Pick out every line in the material below that contains the word "lower", and copy those lines. Case counts.

Input data:
────────

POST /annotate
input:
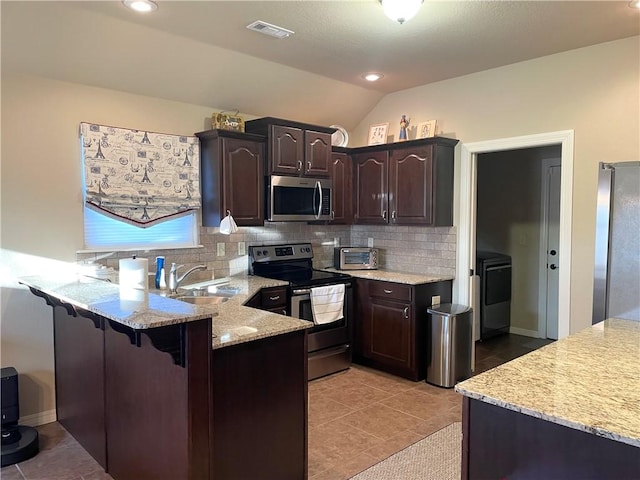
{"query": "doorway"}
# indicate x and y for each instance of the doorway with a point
(465, 283)
(517, 205)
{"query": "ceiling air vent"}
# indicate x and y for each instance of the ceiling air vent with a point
(268, 29)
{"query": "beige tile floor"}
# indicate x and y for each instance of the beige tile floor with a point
(356, 418)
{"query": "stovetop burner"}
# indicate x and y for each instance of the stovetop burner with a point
(291, 263)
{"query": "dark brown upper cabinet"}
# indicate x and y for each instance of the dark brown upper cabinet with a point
(371, 187)
(408, 183)
(342, 177)
(294, 148)
(232, 177)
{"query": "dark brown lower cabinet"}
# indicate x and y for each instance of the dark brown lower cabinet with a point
(503, 444)
(160, 404)
(260, 409)
(128, 403)
(390, 325)
(79, 367)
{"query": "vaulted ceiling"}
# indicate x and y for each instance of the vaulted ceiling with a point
(200, 51)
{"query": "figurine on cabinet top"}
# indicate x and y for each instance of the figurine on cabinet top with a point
(404, 123)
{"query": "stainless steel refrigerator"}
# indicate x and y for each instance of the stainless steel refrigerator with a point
(616, 286)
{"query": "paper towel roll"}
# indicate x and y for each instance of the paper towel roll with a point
(134, 273)
(133, 299)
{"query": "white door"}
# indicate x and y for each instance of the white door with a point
(552, 250)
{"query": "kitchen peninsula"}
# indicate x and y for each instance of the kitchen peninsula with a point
(568, 410)
(156, 388)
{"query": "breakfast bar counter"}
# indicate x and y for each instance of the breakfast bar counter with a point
(158, 388)
(568, 410)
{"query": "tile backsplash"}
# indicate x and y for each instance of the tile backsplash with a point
(423, 250)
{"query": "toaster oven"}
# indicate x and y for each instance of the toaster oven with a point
(355, 258)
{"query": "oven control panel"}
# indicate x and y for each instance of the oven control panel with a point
(267, 253)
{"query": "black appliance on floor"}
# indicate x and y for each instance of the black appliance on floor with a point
(494, 270)
(19, 442)
(329, 345)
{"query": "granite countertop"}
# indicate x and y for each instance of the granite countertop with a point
(232, 322)
(389, 276)
(589, 381)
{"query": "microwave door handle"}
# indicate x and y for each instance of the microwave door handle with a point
(319, 189)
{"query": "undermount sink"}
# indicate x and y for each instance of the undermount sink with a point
(213, 295)
(206, 300)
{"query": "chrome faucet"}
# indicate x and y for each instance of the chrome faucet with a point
(174, 280)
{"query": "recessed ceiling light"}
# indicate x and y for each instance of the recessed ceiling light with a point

────────

Answer to this problem:
{"query": "dark brown lower cabinet"}
# indicate x and y for each instance of the dark brown lower cabinet with a point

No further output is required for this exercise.